• **Problem statement**: Arrange every line of all the records below as a numbered list, and leave out any blank lines.

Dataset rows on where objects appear
***

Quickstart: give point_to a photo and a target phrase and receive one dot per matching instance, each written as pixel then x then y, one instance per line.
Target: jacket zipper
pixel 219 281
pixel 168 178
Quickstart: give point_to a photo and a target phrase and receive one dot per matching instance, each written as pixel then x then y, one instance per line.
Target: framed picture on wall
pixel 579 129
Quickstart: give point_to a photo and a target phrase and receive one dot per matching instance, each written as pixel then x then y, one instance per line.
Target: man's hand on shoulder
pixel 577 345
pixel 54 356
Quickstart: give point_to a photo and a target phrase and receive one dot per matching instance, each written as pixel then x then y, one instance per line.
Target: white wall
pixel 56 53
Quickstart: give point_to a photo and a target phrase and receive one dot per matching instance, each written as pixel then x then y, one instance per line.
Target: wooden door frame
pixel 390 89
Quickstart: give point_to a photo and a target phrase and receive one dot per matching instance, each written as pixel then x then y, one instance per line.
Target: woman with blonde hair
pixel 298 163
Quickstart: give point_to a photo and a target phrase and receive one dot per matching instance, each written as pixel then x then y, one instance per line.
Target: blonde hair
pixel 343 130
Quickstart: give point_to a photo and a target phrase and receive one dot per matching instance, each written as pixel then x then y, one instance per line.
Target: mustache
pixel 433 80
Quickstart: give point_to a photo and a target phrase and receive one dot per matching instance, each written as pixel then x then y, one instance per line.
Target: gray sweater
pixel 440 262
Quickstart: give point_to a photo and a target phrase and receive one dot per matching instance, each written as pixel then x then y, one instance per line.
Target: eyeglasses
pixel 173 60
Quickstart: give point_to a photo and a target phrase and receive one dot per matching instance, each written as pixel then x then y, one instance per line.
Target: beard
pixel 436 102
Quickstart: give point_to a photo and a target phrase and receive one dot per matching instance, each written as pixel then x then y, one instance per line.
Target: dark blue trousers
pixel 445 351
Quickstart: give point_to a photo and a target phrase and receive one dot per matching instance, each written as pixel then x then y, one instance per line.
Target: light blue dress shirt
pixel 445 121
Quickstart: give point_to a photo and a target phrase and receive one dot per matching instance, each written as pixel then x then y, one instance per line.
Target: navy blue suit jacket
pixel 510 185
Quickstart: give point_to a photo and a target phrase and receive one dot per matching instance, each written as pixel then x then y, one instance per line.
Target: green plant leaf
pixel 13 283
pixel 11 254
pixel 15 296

***

• **Solution to this problem**:
1. Quickstart: give point_to a photo and a target phrase and receive one dot per matching instance, each written as pixel then x then y, one instance per line.
2. Target: jacket zipper
3. pixel 219 281
4. pixel 168 178
5. Quickstart: give point_to a photo and a target phrase and receive one dot per matching instance, each written as pixel then x then y, one instance per line.
6. Target: framed picture on wall
7. pixel 579 129
8. Quickstart: give point_to a photo and a target phrase and receive one dot per matching instance, each written as pixel then x then y, one instance per line.
9. Target: man's hand on shoulder
10. pixel 577 345
11. pixel 54 356
12. Quickstart: give point_to a photo and a target phrase and receive one dot per matching instance, each written as pixel then x then y, one instance per line.
13. Target: white wall
14. pixel 56 53
15. Quickstart: give point_to a photo and a target phrase and receive one dot per matching instance, each written as pixel then x then y, one instance per line.
16. Target: wooden door frame
17. pixel 390 89
18. Quickstart: give point_to a photo and a target phrase and receive one dot per matching instance, each written as pixel then x then y, one instance per line.
19. Target: woman with blonde hair
20. pixel 298 163
21. Quickstart: give point_to a photo and a target phrase and receive one dot per matching instance, each written as pixel then x then y, one instance per line.
22. Target: blonde hair
23. pixel 343 130
24. Quickstart: give point_to a photo and a target phrase and receive one dot per matching instance, each written as pixel then x then y, one instance per line.
25. Target: mustache
26. pixel 433 80
27. Quickstart: give point_to a photo and a target phrase and receive one dot per matching instance, each written as pixel then x then y, one instance per line.
28. Target: gray sweater
29. pixel 440 262
30. Quickstart: give point_to a photo and a target phrase and receive one dot per matching instance, each written as pixel then x then y, one instance per line.
31. Target: eyeglasses
32. pixel 173 60
33. Quickstart: give point_to a photo and a target phrase and receive one dot per matching instance, each written as pixel then x then y, one instance per line.
34. Target: beard
35. pixel 436 102
36. Quickstart: give point_to a photo and a target phrase and receive one dot per matching instance, each written as pixel then x then y, one instance per line.
37. Target: dark blue trousers
38. pixel 445 351
39. Quickstart: give point_to a photo and a target phrase and receive one dot per matching instance, each written as pixel then x then y, one instance per line.
40. Target: light blue dress shirt
41. pixel 445 121
42. Quickstart: give point_to a photo and a target phrase and receive one dot per matching instance, each written as pixel then x then y, one instance per line.
43. Target: navy blue suit jacket
44. pixel 510 185
45. Quickstart: give point_to a photo and a target phrase and receive one dot per matching instance, each written as pixel then x then y, one instance per line.
46. Target: green plant leaf
47. pixel 13 283
48. pixel 11 254
49. pixel 15 296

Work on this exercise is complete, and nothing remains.